* **INPUT DATA**
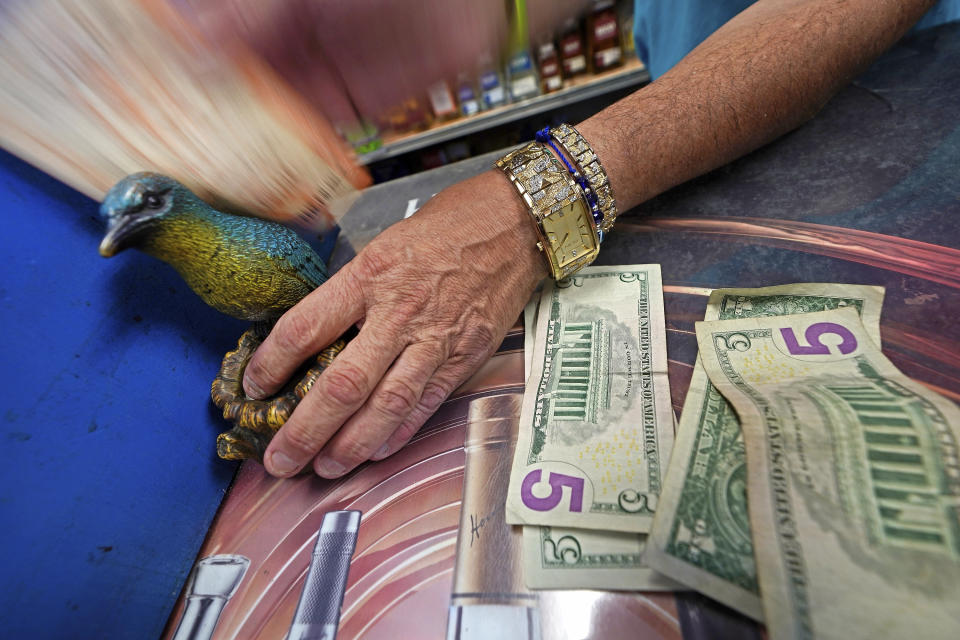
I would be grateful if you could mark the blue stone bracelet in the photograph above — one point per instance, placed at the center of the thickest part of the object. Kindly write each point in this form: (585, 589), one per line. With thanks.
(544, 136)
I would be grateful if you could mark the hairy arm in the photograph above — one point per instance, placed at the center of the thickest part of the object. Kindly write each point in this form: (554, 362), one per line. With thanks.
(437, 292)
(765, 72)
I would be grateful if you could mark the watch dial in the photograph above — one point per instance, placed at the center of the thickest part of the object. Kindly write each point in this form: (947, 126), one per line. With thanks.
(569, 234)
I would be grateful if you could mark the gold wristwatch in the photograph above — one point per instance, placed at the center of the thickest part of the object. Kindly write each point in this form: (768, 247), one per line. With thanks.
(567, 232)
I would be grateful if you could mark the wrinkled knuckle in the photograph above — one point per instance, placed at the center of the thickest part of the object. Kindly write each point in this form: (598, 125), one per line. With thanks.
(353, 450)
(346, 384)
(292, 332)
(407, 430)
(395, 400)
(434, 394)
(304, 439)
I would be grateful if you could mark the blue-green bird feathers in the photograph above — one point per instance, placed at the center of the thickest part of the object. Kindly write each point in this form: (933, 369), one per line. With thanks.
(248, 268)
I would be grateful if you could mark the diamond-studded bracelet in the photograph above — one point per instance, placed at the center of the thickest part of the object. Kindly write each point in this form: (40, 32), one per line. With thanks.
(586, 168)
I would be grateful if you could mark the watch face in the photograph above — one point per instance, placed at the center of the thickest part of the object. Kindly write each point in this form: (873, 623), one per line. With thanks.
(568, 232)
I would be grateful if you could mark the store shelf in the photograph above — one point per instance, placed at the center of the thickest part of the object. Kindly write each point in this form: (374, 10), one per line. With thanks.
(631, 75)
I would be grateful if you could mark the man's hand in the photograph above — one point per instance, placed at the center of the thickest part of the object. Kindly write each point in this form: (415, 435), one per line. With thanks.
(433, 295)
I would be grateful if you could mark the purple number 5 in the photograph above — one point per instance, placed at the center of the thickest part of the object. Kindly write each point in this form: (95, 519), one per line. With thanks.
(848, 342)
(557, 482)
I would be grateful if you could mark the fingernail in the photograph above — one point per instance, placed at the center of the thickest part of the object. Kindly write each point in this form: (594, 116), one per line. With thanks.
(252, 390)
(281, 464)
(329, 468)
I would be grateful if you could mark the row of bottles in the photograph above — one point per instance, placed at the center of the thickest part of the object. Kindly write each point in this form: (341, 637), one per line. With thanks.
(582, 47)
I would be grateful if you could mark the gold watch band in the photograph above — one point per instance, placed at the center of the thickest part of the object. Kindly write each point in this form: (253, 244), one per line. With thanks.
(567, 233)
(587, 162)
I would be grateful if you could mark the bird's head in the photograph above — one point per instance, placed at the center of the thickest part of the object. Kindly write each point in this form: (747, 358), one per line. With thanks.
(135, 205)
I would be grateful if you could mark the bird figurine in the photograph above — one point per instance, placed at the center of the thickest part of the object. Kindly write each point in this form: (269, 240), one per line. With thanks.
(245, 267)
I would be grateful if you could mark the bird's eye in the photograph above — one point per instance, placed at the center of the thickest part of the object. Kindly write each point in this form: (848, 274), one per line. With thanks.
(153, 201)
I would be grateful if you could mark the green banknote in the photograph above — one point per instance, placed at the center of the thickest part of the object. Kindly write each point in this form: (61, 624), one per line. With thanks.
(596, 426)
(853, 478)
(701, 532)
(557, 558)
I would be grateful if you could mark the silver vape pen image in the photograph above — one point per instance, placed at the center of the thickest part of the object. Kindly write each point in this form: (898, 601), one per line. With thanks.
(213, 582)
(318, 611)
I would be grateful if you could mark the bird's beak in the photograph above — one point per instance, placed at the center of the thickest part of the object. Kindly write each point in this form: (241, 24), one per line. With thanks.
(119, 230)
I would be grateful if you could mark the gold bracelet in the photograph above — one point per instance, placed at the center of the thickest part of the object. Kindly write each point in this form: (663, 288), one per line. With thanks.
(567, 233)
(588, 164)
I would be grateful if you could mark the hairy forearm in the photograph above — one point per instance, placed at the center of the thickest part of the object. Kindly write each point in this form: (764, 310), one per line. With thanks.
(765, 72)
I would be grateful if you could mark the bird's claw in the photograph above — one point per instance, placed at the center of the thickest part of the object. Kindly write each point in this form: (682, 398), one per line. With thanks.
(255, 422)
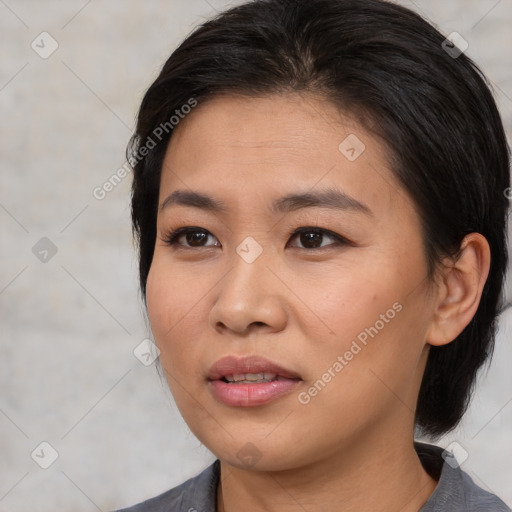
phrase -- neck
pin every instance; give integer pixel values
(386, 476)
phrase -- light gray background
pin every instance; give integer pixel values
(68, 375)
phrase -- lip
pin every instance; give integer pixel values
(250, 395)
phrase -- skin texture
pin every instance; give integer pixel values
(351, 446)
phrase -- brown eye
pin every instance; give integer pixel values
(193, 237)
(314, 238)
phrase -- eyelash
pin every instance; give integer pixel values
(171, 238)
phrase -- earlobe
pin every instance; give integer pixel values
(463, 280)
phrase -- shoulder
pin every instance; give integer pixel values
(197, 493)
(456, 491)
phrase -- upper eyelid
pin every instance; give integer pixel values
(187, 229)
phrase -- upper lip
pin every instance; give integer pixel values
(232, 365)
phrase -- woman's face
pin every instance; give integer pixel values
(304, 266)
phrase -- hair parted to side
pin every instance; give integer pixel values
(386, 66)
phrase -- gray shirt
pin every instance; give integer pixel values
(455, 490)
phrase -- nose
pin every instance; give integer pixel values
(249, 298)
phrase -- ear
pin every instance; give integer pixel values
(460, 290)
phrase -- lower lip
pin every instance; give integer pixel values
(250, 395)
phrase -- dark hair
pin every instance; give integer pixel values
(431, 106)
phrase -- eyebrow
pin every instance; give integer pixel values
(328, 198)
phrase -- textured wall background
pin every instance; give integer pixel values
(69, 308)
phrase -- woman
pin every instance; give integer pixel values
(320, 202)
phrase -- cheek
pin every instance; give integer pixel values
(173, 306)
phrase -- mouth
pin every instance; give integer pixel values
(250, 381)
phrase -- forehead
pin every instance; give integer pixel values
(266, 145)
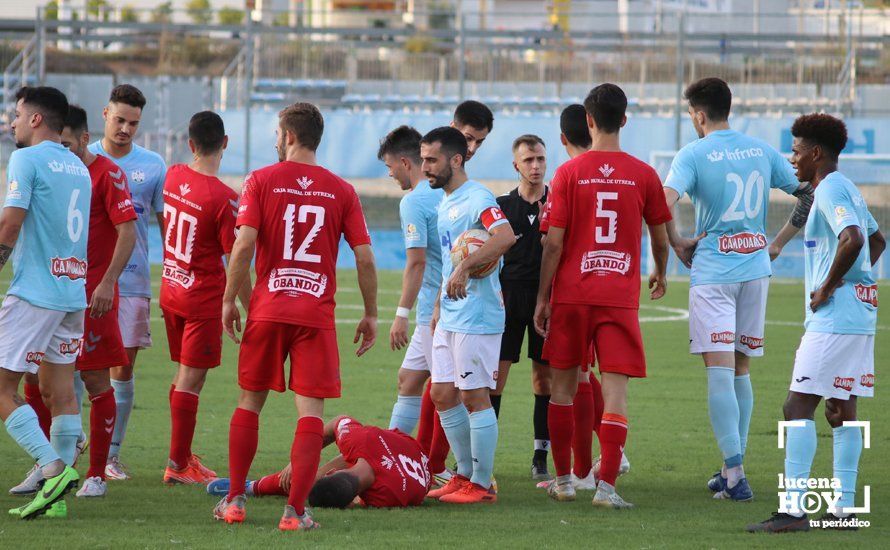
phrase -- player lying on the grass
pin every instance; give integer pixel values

* **GIVEN EXERCISE**
Rewrite all the entries above with "photograph" replaced by "image" everywhere, keeping everything else the same. Leave out the pictures.

* **SOLUTION**
I would be grateful if you could mark the blue stone bracelet in the image above — one point per instance, placed at the center of the thickest part of the object. Kindly write each point in this form: (585, 589), one per line. With thanks.
(544, 136)
I would be grateful if you could mark the hairy arm in the image above — one point per instance, placed at the center of the thickest part of the object. Kindly write each point in this form: (554, 362), one per line. With thanks.
(437, 292)
(765, 72)
I would be grateful if you could mark the watch dial in the image above — one point per instance, placed at the center of the thickest part of the object. Kindly write each point in this form: (947, 126), one per line. With thanks.
(569, 234)
I would be grateful if you could mark the gold wristwatch in the image above — one point per instance, placed at the center of the thickest part of the object. Kindly write each point in this form: (768, 247), one per line. With thanks.
(567, 232)
I would be grateful if you could mark the wrinkled knuckle in the image above — one point per instance, placed at the center of the thickest part of the object. Kindly write each point in this form: (598, 125), one per line. With thanks.
(353, 450)
(346, 384)
(292, 332)
(407, 430)
(395, 400)
(434, 394)
(304, 439)
I would be grateful if you could mark the blue-green bird feathers in the image above — one point per instance, placed at the center of the thickest part of the object. Kindly write each point in this form: (933, 369), one per line. With thanks.
(248, 268)
I would be grateful if you could mark the diamond-studded bracelet in the image above — one point per instance, placed at the center of the thickest part of the object. Kindly write each point in this form: (40, 32), one per line. With thanks.
(586, 168)
I would be grateful if you could mark the watch face in the image above — one point per instance, placed at the center of the thickest part of the object. Kindly write each point in this form: (873, 623), one per line. With thanks.
(568, 232)
I would be grateful if you could mark the store shelf in the image above — one point per instance, placed at the center of the thickest part of the object. Kindly write each point in this form: (374, 10), one per line. With thanks.
(631, 75)
I would be grateful if you could mark the man's hand in the image above — one point per instance, placed at the center of the thickest part of the object. Kindly write each point in this form: (415, 435), one per line. With thanks.
(433, 295)
I would be grateful if you could mark the purple number 5 in the image above — one point per instance, placed at the center of the thickest part of the object. Kindly write each point in this form: (95, 519), one per line. With thanks.
(848, 342)
(557, 482)
I would be grateful if you could mark the fingernail in the image above — one point per instance, placed at the center of the thickest part of the object. Kindly write each point in this form: (594, 116), one per line. With thanks.
(252, 390)
(281, 464)
(329, 468)
I would be grateful if you could mark the row of bottles in the image above — one point per instance, placed at the center of the thickest part of the object. Kindly write each point in this form: (341, 637), one per line. With thanks.
(582, 47)
I would be grateful if you could mark the gold watch band in the image above — one point per instance, placed at the center of the thickest part of the object. Kindly write each point in this form: (253, 244), one per line. With thanks.
(567, 233)
(587, 162)
I would be grateful if you could mark the bird's head in the image above — one point per instance, placed at the center of the thickest part of the object. Kindly write each point in this form: (747, 358), one per line. With thanks.
(135, 205)
I would be grateful if you could mark the bird figurine in the image above — one point per instance, placed at the center of the thickest part of the object. Kindly write each point in this form: (269, 240), one per line. With thanks.
(245, 267)
I would be grateful if you could mark the bird's eye in the image above — one point per instance, placed at the center of the thickest part of the object. Kindly write each point in this form: (848, 274), one per line. With thanks.
(153, 201)
I would be grateful if you could mark the green banknote in the image above — one point per instance, placed at the center of the thickest part of the object. Kindly write each point in this form: (61, 624), one per line. With thanks.
(596, 426)
(853, 478)
(701, 532)
(557, 558)
I would be grateful if you could mark the silver vape pen image in the image above — one point per instance, placed at the center of the thickest part of the object. Kindly write each point in this form: (898, 601), one per line. With thanks.
(213, 582)
(318, 611)
I would be grateful if you could mark the bird's beak in the image above — one point per instance, placed at the center of the thickest part of the object. Kindly write each point in this form: (241, 24), one per line. With thanks.
(119, 230)
I would be grateful if you could mark the gold bracelet in the image above — one point per instance, placed at the center of the thickest part of the object. Kindly write each point in this form: (663, 288), one per line. With thanks.
(567, 233)
(588, 164)
I would be grateful if you could mark the hairy forearm in the image above — one point per instance, placed at the center of the thickest part of the object. Kindly write each point in this form: (764, 310), one per line. With thanks.
(765, 72)
I would be grateful if you could mark the bird's claw in the image above — one point per instance, placed at the center of the thickest part of the object. Kindly write each point in this form: (682, 398), one per line. With thanks.
(255, 422)
phrase -- neck
pin every instance; give integer pixel values
(386, 476)
phrase -- light gray background
pin every instance; give integer pixel values
(68, 375)
phrase -- lip
pin every instance; give integer pixel values
(250, 395)
phrase -- skin texture
pin every instance; give integer pixel values
(351, 446)
phrase -- brown eye
pin every instance; give integer pixel values
(193, 237)
(314, 238)
phrase -- eyelash
pin every instance; give integer pixel values
(171, 238)
phrase -- earlobe
pin every instance; give integer pixel values
(463, 280)
phrase -- shoulder
pin every instance; give integer pixel values
(197, 493)
(456, 491)
phrase -- upper eyelid
pin every instance; give integer pixel values
(187, 229)
phrase -- upper lip
pin every instance; give integer pixel values
(232, 365)
phrase -- woman's face
pin every instance; give integer pixel values
(304, 266)
phrase -- hair parted to side
pin every instance; give integer pixel values
(386, 66)
phrase -- gray shirt
pin every instance; give integer pixel values
(455, 490)
phrase -- nose
pin every instance; give integer pixel values
(249, 298)
phrase -- ear
pin every instance; give integer pixel values
(460, 290)
phrase -- lower lip
pin every instance; give integer pixel values
(250, 395)
phrase -- dark hair
pin every instance; give integer pixel values
(431, 106)
phrase -- eyebrow
pin every instance; give integer pixel values
(328, 198)
phrase -- textured wall background
pin every instance; give integer pixel values
(69, 308)
phrase -- woman
pin every instance; give integer pixel values
(320, 202)
phrase -- cheek
pin every instance; give integer pixel values
(173, 306)
phrase -- mouth
pin every instance; give integer pixel values
(250, 381)
phrase -- forehead
pin every instance; give integer pixel values
(266, 145)
phrase -- player lying on the grass
pin every instance; give integer pixel values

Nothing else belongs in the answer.